Count the lines in the items below that contain the string "stripe", treating uppercase and lowercase letters as different. Reply with the number alone.
-- Begin The input --
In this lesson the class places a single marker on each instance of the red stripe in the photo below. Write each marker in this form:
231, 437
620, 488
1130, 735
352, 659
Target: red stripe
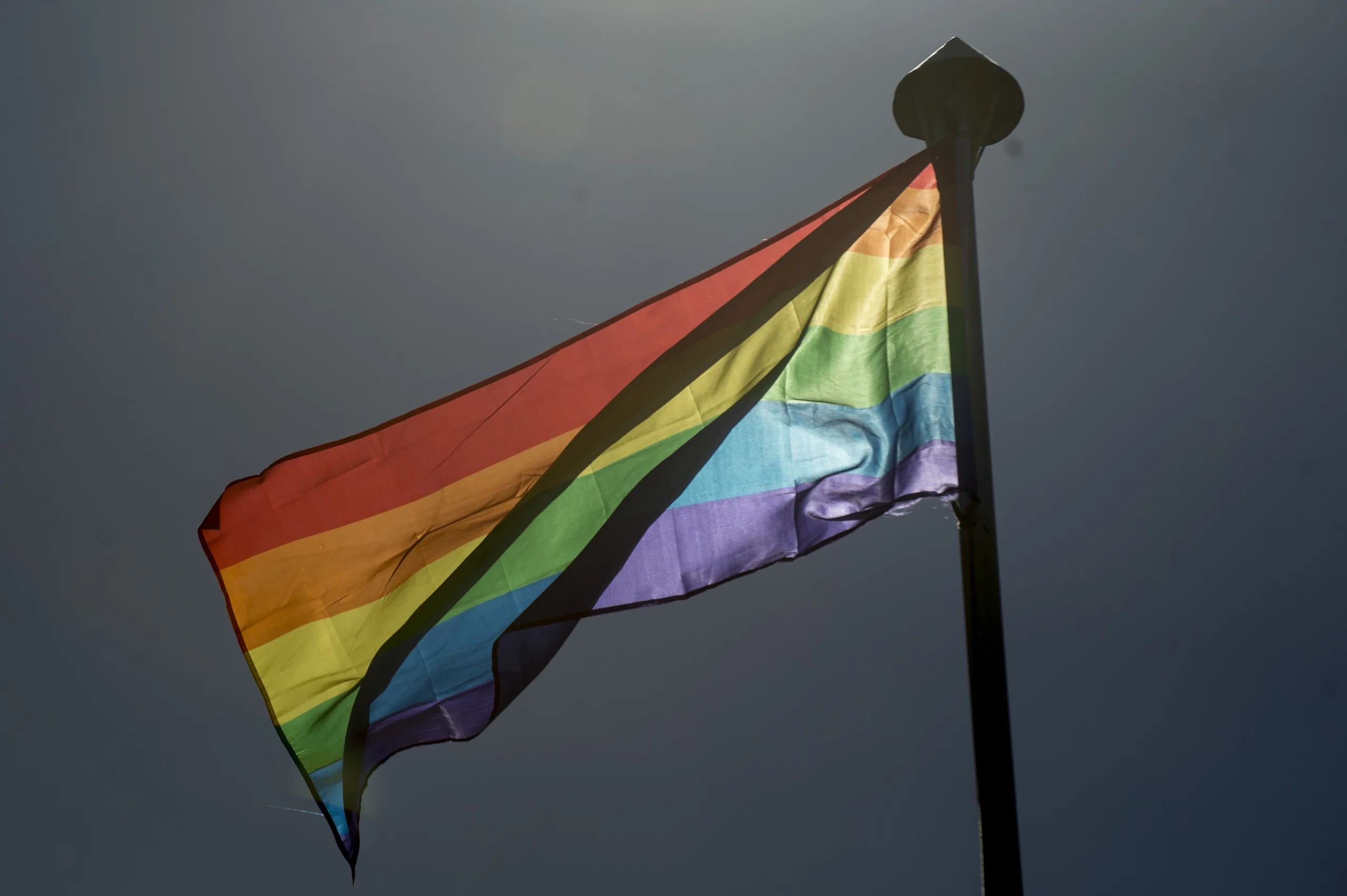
424, 452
-- End The input --
» Answer below
2